- EXERCISE DETAILS -
Transcribe the entries below word for word, beginning at the line with "Could you please locate the winter" and stopping after the line with "Could you please locate the dark"; drop all pictures.

- RECORDS TO PROCESS -
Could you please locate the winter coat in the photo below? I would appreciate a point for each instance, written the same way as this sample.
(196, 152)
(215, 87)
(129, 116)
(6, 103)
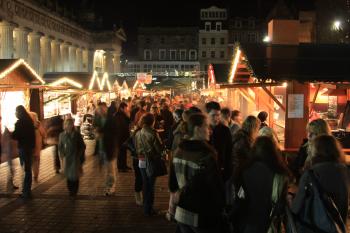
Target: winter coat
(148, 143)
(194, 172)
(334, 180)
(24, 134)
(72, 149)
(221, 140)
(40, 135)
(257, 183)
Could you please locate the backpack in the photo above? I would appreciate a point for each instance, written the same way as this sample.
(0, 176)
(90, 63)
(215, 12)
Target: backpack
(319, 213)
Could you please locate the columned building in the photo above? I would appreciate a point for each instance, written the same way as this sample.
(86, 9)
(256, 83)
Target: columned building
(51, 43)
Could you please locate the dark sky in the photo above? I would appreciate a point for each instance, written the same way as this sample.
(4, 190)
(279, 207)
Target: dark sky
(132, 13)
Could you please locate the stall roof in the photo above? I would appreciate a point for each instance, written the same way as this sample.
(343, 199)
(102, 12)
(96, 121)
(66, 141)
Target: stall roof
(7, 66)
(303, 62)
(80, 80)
--
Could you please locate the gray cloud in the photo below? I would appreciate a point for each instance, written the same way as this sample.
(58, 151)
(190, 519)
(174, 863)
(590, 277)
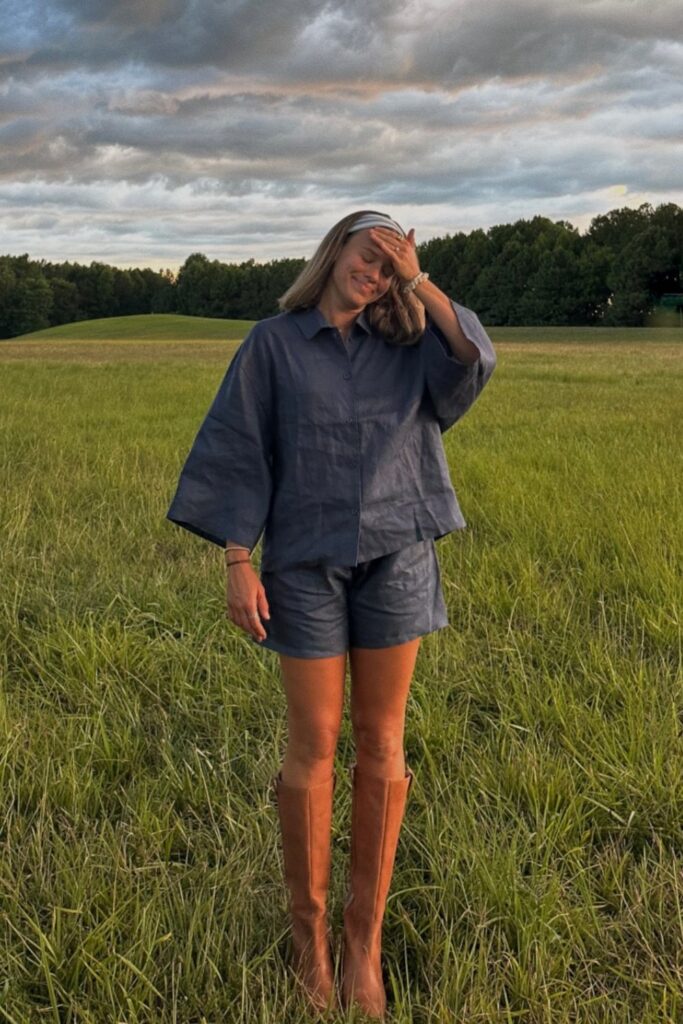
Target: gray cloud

- SOLUTION TO THE EXERCISE -
Could you please locate the winter coat in the photo below? I would appreciate a point for each instance, written the same way as this sample.
(196, 152)
(215, 87)
(129, 116)
(6, 103)
Target: winter coat
(148, 143)
(194, 172)
(334, 180)
(24, 134)
(72, 149)
(221, 140)
(40, 135)
(257, 183)
Could you please locate the backpack in the photo above? I would appreciate a point for each instance, written the same way as this sample.
(0, 176)
(90, 63)
(215, 12)
Target: backpack
(319, 213)
Could you please locate the columned building in the photo above? I would appreciate a point for each instance, written the same way as this sample.
(86, 9)
(256, 83)
Target: columned building
(51, 43)
Could you please locate the dark sky in the photo above? I would appreciate a point for each instance, written the same way as this sample.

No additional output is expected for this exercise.